▶ Task brief
Reproduce exactly the span of lines that opens with the line containing "of the grassy" and closes with the last line of the entries below.
START Supplied entries
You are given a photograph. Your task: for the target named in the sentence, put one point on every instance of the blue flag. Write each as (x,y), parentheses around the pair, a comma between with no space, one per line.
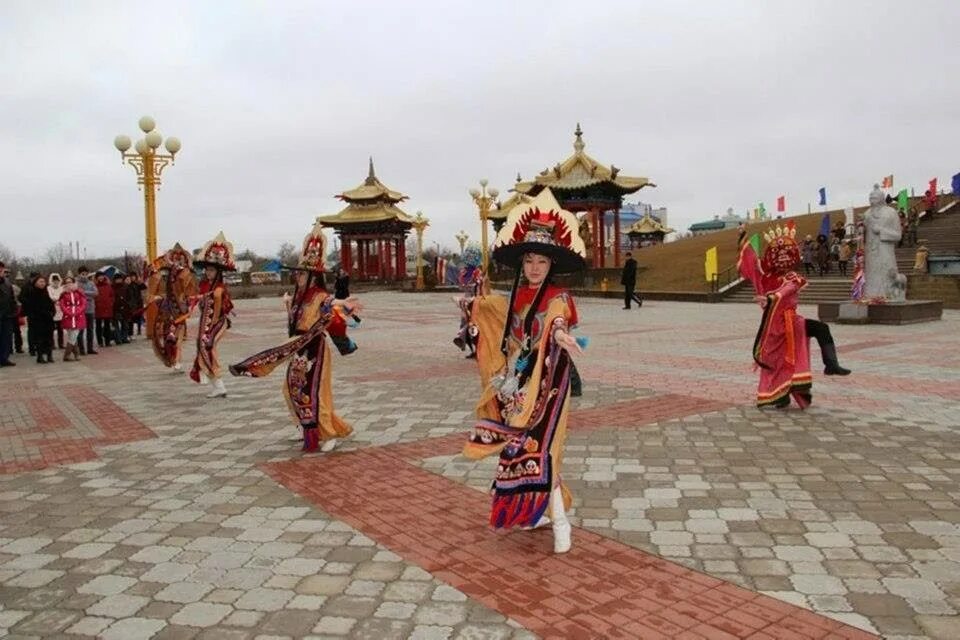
(825,225)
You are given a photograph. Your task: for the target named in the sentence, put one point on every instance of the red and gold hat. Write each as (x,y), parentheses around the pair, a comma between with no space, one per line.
(217,253)
(313,251)
(541,226)
(177,256)
(782,254)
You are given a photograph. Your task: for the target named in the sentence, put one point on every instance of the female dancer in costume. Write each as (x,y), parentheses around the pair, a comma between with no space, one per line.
(524,407)
(313,315)
(215,305)
(781,349)
(169,291)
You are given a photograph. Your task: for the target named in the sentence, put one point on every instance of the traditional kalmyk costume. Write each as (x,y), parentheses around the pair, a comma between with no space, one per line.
(215,305)
(781,349)
(313,315)
(526,370)
(170,287)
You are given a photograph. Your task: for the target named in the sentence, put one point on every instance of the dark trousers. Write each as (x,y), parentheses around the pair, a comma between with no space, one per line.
(31,339)
(6,338)
(17,336)
(820,331)
(104,332)
(629,296)
(86,335)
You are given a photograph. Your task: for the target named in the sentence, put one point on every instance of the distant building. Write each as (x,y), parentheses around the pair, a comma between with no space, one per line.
(709,226)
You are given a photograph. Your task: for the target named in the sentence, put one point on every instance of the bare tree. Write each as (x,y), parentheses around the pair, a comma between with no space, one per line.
(58,254)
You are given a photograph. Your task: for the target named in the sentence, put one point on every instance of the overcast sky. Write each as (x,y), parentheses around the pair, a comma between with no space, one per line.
(279,103)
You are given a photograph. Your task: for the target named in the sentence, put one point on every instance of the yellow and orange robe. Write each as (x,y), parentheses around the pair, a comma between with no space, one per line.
(169,293)
(522,413)
(308,383)
(215,305)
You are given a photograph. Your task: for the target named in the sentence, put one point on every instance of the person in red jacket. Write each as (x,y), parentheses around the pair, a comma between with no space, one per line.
(104,310)
(73,304)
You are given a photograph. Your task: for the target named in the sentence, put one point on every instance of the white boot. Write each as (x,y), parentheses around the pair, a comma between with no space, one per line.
(219,391)
(561,526)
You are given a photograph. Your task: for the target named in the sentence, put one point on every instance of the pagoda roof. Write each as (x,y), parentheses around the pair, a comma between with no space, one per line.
(708,225)
(372,189)
(580,171)
(504,208)
(649,224)
(371,202)
(355,213)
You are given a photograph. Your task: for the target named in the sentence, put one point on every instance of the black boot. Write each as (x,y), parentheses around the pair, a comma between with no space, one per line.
(831,364)
(576,384)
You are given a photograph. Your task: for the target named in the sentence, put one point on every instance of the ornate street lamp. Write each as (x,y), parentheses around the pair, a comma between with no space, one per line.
(149,165)
(419,224)
(462,238)
(485,198)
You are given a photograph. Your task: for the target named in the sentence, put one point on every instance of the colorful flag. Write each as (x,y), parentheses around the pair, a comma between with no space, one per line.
(710,264)
(825,225)
(748,264)
(903,199)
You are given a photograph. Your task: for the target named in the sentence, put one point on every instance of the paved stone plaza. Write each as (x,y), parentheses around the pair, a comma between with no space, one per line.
(132,507)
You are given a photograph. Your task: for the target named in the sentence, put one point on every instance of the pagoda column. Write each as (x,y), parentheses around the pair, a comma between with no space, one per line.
(391,267)
(345,262)
(402,257)
(616,238)
(601,237)
(381,267)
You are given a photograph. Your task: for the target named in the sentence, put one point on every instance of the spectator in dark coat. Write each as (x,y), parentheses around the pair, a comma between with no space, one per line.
(121,309)
(628,278)
(39,309)
(8,316)
(104,311)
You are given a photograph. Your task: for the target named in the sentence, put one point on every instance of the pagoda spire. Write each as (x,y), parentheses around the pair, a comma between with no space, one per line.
(578,142)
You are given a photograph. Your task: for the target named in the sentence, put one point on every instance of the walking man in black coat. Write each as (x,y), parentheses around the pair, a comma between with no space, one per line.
(629,281)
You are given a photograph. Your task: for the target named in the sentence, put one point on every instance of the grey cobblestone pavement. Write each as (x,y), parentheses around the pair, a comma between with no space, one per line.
(850,509)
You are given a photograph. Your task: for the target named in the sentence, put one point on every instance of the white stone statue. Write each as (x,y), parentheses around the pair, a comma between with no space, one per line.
(881,234)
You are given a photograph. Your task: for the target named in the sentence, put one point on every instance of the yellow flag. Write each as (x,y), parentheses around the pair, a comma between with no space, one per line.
(710,264)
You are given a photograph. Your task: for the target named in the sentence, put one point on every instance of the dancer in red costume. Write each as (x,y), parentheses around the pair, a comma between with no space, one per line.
(781,349)
(215,305)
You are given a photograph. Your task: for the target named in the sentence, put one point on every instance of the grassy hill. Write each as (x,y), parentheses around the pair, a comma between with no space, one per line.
(678,266)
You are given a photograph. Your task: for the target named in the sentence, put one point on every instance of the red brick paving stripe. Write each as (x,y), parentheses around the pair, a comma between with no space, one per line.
(46,416)
(114,423)
(644,411)
(461,367)
(601,585)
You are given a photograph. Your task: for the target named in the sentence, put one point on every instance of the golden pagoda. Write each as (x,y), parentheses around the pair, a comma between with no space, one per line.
(372,230)
(581,183)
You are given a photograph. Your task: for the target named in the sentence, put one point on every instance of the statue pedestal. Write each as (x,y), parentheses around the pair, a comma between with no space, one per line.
(906,312)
END Supplied entries
▶ Result of the task
You are given a photograph. Your task: for the target named in the sentence, put one point on every instance of the grassy hill. Write each as (x,y), parentheses around the pair, a comma between with no space, one per line.
(678,266)
You are given a photograph. Your task: for the target named in the sentence, put one point on every instance of the red brick paving stripe. Write each as (x,y), parentheses around the pair, a comma between with no space, one per line.
(46,416)
(114,423)
(644,411)
(461,367)
(601,585)
You are given a photograph. Your task: for the target named in the sentence, put one point on every instance of the golden pagoda. Write each as (x,y), parentheses around the pair, a comma between with no space, one per line.
(372,230)
(581,183)
You are given a photograph. Your task: for the target named in the sentence, put one point on every instance of the statue pedestal. Write each as (x,y), parentheses around the pair, a comma between with no space, one per line.
(906,312)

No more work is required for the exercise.